TO DO
Rewrite the records below, replacing every occurrence of "paving stone" with "flagstone" and leaving everything else unchanged.

RECORDS TO USE
::::::::::
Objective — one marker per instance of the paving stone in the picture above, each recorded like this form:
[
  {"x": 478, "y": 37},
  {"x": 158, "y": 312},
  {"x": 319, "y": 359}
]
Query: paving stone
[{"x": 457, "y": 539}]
::::::::::
ANSWER TO THIS TASK
Objective — one marker per instance of the flagstone in the picture above, each recorded like this form:
[
  {"x": 478, "y": 37},
  {"x": 158, "y": 312},
  {"x": 319, "y": 359}
]
Query: flagstone
[{"x": 457, "y": 539}]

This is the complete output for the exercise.